**What you have to do**
Write the data out again, exactly as given.

**Data supplied**
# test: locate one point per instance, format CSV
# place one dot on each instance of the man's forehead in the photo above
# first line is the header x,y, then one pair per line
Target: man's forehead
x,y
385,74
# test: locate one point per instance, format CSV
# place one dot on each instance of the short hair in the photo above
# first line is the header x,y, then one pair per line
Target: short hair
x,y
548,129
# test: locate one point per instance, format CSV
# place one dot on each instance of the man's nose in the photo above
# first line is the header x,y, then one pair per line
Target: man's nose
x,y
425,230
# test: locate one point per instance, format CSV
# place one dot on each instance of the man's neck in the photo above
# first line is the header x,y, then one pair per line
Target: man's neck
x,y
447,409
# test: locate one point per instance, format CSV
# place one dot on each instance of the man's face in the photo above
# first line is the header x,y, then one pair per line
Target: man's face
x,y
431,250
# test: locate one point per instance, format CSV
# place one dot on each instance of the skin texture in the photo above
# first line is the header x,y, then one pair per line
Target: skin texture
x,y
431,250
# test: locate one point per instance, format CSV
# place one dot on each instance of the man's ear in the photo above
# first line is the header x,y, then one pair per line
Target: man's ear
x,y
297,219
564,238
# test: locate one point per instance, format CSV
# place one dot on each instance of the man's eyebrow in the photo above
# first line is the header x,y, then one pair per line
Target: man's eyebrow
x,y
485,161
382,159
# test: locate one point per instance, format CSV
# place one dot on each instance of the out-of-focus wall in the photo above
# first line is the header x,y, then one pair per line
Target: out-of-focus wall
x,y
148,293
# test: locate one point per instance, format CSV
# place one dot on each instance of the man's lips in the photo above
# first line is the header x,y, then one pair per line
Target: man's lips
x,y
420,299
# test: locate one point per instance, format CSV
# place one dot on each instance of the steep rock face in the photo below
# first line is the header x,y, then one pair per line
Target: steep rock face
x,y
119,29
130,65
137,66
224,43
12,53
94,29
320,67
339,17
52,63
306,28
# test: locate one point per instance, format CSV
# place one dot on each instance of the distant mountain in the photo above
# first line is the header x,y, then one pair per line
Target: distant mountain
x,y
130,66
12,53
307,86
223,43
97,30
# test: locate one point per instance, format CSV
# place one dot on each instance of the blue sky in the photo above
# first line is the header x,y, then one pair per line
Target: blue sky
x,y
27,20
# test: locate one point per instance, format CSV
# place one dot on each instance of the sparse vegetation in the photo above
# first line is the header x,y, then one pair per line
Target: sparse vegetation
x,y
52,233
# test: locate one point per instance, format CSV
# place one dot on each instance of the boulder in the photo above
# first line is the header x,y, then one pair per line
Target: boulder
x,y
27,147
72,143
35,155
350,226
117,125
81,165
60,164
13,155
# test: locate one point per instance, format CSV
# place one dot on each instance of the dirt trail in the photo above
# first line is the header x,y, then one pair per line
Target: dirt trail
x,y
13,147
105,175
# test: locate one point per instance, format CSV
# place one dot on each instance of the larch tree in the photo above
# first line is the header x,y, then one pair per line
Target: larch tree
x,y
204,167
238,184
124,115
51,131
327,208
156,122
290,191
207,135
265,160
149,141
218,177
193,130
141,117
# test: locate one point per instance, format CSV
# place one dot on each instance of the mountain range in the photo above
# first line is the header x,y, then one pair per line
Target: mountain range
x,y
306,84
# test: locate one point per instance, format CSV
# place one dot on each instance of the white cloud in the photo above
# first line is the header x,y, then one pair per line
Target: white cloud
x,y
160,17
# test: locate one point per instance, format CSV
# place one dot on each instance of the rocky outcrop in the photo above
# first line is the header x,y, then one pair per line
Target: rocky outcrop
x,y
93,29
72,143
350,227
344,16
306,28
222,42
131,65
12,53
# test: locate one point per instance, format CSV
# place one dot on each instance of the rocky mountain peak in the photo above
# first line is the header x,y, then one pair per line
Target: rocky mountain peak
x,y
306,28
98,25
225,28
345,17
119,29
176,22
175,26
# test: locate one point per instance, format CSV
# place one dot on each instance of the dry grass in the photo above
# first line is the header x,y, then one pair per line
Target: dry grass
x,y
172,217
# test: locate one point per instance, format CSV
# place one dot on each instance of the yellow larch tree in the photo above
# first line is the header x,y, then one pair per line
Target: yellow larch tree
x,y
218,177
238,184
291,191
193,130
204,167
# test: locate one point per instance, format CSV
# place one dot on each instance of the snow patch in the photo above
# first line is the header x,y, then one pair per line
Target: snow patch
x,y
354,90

**Solution**
# test: locate one point per instance, format CSV
# place one dot on each instance of the man's forehead in the photo above
# first line is the header x,y, then one pair per line
Target: man's forehead
x,y
385,74
# test: locate one point per instance, format CSV
# place one dot on each instance of the short hair in the photo above
# first line is the header x,y, then one pair per line
Target: short hair
x,y
548,129
# test: locate one point per instance, format CSV
# place one dot on each instance of the man's nose in the photo above
# first line is the header x,y, then one pair per line
Target: man's nose
x,y
425,230
# test: locate one point per instance, format CSV
# place one dot on each instance of the man's neck in the photo above
# first line is the header x,y, then one pair per line
Target: man's neck
x,y
447,409
# test: locate one point per instance, format CSV
# place one dot on each instance of the man's face in the photo above
# first line is the header x,y, then one pair per line
Target: man's face
x,y
431,250
# test: locate one point per instance, format CSV
# place one dot on each instance of the skin texture in the photo above
# first line is the header x,y, then one pair per line
Target: skin texture
x,y
431,250
# test: locate one point per instance, format CSV
# place one dot on each instance of the man's ear in the photo above
# first line is the header x,y, then one pair per line
Target: man's ear
x,y
297,219
564,238
# test: locate one point per instance, format CSV
# place one dot on each instance of the man's eyebrow in the photo above
# first line is the header x,y, then one pair per line
Target: man's eyebrow
x,y
485,161
382,159
# test: locate one point per instance, format CSV
# place one dot on each instance of the out-of-focus wall in the photo above
# first line is the header x,y, then one pair per line
Target: out-of-focus wall
x,y
148,293
# test: locate one point per instance, format CSV
# place one dot on each instance of the man's lips in the photo above
# first line is the header x,y, then one pair per line
Target: man's lips
x,y
420,299
# test: locate one point per instance, format CSV
# place one dot on each instance of the steep rock face in the photo below
# first line is the header x,y, then one pair per line
Target: steep rock face
x,y
119,29
130,65
137,66
224,43
12,53
94,29
320,67
339,17
52,63
306,28
# test: locate one point per instance, format CSV
# place one dot on each instance of the distant mountain in the photo above
# first line is the header x,y, then one pair per line
Target: distant mountain
x,y
130,66
12,53
307,86
223,43
97,30
# test: locate one point per instance, format CSV
# place one dot on each instance of the blue sky in the photo above
# first line is the header x,y, then one pair per line
Target: blue sky
x,y
27,20
# test: locate one point per instance, format CSV
# place one dot on each instance of the sparse vegetation in the photo above
# first line is the header x,y, then one pair per line
Target: sparse vegetation
x,y
52,233
# test: locate one point per instance, format CSV
# place one dot on each instance of the boulder in the photo above
# first line is the header x,y, then one pair per line
Target: boulder
x,y
27,147
72,143
35,155
350,226
117,125
81,165
60,164
13,155
# test: locate one point per instance, format CSV
# place one dot on each instance of the dirt trail in the photo above
# first line is the header x,y, then one pair per line
Target: dirt trail
x,y
13,147
105,175
# test: locate one point per instance, format CSV
# place one dot on each instance of the larch tree in the photo above
# first line is the header x,y, then one pair per line
Target: larch tree
x,y
204,167
238,184
124,115
51,131
327,208
156,122
290,191
207,135
265,160
149,141
218,177
193,130
141,117
# test: locate one point per instance, format CSV
# place one dot on each instance of the mountain range in the photo above
# first line is the header x,y, then one pair per line
Target: mountain range
x,y
306,84
# test: locate one point per instance, format CSV
# place one dot on each instance of the white cloud in the photo above
# first line is the header x,y, then one pair per line
Target: white cloud
x,y
160,17
# test: locate one point per instance, format CSV
# place one dot on each instance of the rocky outcrop in the photo above
# first line is the header x,y, then one pair per line
Target: rocky outcrop
x,y
93,29
72,143
350,227
344,16
306,28
222,42
131,65
12,53
# test: locate one point per instance, format CSV
# place one dot on each instance of the rocky mountain peak in the photo above
# first line is the header x,y, then one pair per line
Target: rocky mountain peak
x,y
306,28
98,25
225,28
345,17
119,29
176,22
175,26
# test: locate one point per instance, format CSV
# place one dot on each instance of the dry grass in the photo above
# first line is the header x,y, then one pair per line
Target: dry grass
x,y
172,217
# test: locate one point per instance, format CSV
# place one dot on each instance of the yellow larch tree in the photo above
# first line is the header x,y, then one pair per line
Target: yellow larch tree
x,y
218,177
238,184
291,191
193,130
204,167
# test: locate one point per instance, format CSV
# place one dot on each instance of the snow patch in the photo above
# first line is the header x,y, then one pair per line
Target: snow patch
x,y
354,90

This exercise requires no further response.